Deine Aufgabe ::
Stimmen die folgenden Aussagen mit dem Konzertbericht überein? Antworte jeweils mit Ja oder Nein und zitiere die entscheidenden Worte aus dem Konzertbericht wörtlich.
(a) »Naschuwa« trat nicht zum ersten Mal vor Ort auf.
(b) Ulrich Seeger wurde mit einer Flasche deutschen Weißweins geehrt.
(c) Das Bass-Solo im Song aus dem Film »Mamele« spielte Thomas Damm.

Vorliegender Text ::

Ein faszinierender Kosmos

Friedberg (gk). Sonntagabend im Chor der Stadtkirche: Die bereits zum fünften Mal vor Ort aufspielende Klezmerformation »Naschuwa« lässt das Abschluss-Konzert der diesjährigen »Friedberger Sommerkonzerte« zum zweistündigen Erlebnis werden.
Bevor Frontmann Matthias Helms (Geige und Gesang), Gitarrist Thomas Damm, Bassist Thore Benz und Rainer Ordner am Akkordeon das zahlreich erschienene Publikum zu wiederholten Ovationen hinrissen, wurde Kantor Ulrich Seeger als Leiter der 29. Sommerkonzertreihe mit warmen Worten und einer Flasche edlen französischen Rotweins für sein langjähriges vorbildliches Wirken geehrt.
Unvergleichliche Musik
Seit der Neubelebung des Klezmer in den USA der 1970er Jahre haben die z. T. jahrhundertalten Lieder der jüdischen Hochzeitsmusiker (hebr. klezmorim) mit osteuropäischen religiösen Wurzeln ihren Siegeszug durch die ganze Welt angetreten. Worin liegt das anhaltende Faszinosum dieser unvergleichlichen Musik, die ihren rituellen Charakter längst verloren und zahlreiche Impulse anderer Musikstile wie Jazz oder Gipsy aufgenommen hat?
Bereits die ersten Titel »Naschuwas« - u. a. ein Song aus dem 1938 gedrehten Film »Mamele« mit einem furiosen Bass-Solo von Thore Benz - zogen die Hörer in ihren Bann. Die vier seit über 30 Jahren gemeinsam aufspielenden Musiker sind Meister ihrer Instrumente und Thomas Damm darüber hinaus ein Gesangs- und Erzähltalent von hohen Graden. Mit einem Repertoire, das auch liturgischen Synagogalgesang und zeitgenössische israelische Lieder umfasst, zieht »Naschuwa« wie einst die »Klezmorim« durch die Lande - dies alles im Dienst der deutsch-jüdischen bzw. -israelischen Verständigung.
»Fiedler« und Sänger Matthias Helms gab - ein guter Einfall! - etliche Kostproben aus seinem unerschöpflichen Vorrat an jüdischen Witzen zum besten. Sie zogen sich wie ein roter Faden durchs Programm. Im Unterschied zur meist öden einheimischen »Witzkultur« wird im jiddischen Witz niemand bloßgestellt, werden keine abgeschmackten Schlüpfrigkeiten zum Besten gegeben. Gelacht wird ausgiebig - aber meist in ironischer Absicht über sich selbst. Aus diesen Witzen spricht der oft prekäre Alltag einer jahrhundertelang diskriminierten und ausgegrenzten Minderheit, die sich u. a. dank ihrer »Chuzpe« (dt. etwa »Unverfrorenheit«) durchs Leben lavieren musste.

Erfasste Daten ::

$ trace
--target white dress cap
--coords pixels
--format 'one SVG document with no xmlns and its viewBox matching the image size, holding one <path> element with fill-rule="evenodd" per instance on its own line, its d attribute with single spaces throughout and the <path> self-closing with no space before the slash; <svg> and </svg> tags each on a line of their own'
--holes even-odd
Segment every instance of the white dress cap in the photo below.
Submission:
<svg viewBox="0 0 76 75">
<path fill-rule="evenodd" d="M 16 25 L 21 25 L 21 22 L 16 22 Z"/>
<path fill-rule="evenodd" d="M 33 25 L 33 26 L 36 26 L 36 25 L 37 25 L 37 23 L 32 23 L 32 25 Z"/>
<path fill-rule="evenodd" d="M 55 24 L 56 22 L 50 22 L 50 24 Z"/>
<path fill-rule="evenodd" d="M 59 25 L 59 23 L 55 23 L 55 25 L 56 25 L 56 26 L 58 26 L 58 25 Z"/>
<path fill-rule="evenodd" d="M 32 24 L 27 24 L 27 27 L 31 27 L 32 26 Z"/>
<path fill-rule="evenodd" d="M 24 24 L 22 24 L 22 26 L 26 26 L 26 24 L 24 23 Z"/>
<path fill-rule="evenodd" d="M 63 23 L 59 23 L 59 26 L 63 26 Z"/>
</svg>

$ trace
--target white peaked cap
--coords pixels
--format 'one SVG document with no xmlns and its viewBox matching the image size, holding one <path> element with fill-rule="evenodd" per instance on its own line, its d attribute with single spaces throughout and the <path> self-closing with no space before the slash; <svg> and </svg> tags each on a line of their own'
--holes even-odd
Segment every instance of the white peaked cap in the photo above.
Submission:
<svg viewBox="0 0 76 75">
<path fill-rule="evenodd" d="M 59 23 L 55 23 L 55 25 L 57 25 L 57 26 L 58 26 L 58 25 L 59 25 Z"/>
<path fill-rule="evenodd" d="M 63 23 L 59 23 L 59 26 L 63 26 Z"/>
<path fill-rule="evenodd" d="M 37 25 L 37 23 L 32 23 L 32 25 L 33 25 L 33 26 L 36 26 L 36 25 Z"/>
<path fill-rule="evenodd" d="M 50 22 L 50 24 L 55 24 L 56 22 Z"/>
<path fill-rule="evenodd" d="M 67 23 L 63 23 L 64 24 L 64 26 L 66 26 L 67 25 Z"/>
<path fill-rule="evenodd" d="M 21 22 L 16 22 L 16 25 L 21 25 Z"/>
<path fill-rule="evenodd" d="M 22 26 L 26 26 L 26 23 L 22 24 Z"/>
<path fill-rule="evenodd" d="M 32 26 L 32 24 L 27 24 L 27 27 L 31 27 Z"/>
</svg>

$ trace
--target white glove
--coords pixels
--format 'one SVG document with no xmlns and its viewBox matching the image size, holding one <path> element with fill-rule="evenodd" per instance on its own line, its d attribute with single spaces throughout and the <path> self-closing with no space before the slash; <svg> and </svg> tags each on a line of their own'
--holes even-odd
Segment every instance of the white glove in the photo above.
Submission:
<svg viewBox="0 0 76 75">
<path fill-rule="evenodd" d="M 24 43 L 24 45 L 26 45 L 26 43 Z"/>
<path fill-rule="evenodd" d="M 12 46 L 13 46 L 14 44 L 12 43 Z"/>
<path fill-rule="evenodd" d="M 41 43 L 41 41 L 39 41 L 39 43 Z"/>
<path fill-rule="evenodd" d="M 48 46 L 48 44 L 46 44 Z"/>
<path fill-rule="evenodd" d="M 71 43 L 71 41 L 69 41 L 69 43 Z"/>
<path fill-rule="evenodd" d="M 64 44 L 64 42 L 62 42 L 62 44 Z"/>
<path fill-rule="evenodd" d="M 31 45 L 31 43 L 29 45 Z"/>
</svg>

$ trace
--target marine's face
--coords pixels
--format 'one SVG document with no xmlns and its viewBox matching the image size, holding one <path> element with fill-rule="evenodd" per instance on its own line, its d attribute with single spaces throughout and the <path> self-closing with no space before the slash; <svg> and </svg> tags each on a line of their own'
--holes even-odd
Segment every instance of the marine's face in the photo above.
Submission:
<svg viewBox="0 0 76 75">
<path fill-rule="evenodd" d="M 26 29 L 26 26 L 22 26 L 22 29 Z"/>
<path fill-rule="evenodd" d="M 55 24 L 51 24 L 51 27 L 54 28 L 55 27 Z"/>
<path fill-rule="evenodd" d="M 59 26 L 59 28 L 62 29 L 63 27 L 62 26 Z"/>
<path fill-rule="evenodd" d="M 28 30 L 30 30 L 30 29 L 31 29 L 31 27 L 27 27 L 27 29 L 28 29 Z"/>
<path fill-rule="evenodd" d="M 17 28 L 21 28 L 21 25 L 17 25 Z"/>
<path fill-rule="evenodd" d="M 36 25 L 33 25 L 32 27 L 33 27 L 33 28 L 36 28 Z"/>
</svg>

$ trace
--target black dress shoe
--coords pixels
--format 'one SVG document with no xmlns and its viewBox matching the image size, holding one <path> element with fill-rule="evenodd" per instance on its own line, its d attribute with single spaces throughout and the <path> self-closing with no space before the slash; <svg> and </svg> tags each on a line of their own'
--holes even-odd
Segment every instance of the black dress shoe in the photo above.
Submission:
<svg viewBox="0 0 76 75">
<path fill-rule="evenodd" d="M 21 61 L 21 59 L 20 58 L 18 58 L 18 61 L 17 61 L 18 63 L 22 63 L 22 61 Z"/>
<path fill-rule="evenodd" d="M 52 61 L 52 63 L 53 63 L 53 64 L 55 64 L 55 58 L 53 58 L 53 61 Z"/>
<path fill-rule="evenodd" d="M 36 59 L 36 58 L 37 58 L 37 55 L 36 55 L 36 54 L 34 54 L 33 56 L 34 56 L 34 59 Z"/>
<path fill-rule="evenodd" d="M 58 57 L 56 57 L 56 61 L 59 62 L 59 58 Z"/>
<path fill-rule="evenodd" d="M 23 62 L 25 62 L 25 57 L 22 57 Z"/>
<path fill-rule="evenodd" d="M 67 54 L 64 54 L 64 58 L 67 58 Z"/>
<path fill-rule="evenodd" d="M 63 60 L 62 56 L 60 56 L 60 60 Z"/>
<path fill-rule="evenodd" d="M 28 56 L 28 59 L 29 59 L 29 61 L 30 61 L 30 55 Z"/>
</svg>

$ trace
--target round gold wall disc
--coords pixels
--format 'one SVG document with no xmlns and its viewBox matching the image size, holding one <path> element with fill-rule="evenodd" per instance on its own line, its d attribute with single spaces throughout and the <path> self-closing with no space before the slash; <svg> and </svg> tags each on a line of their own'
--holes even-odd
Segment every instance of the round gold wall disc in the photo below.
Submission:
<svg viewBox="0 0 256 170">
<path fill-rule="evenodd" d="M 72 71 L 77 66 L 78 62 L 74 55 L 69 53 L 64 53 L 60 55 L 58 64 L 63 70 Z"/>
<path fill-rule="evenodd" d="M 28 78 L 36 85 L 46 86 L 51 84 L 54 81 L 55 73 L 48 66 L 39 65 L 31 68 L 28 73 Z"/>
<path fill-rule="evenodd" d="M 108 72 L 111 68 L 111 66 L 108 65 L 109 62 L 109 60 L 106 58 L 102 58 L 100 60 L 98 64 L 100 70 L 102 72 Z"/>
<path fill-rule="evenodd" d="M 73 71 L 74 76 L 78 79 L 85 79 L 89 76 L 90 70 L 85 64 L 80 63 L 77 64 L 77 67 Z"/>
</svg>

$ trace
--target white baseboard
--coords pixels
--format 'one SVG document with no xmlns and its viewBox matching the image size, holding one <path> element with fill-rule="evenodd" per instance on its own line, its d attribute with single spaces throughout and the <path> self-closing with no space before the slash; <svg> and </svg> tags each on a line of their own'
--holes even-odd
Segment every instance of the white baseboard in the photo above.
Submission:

Erledigte Aufgabe ::
(a) Ja: „Die bereits zum fünften Mal vor Ort aufspielende Klezmerformation »Naschuwa«“
(b) Nein: „mit warmen Worten und einer Flasche edlen französischen Rotweins“
(c) Nein: „mit einem furiosen Bass-Solo von Thore Benz“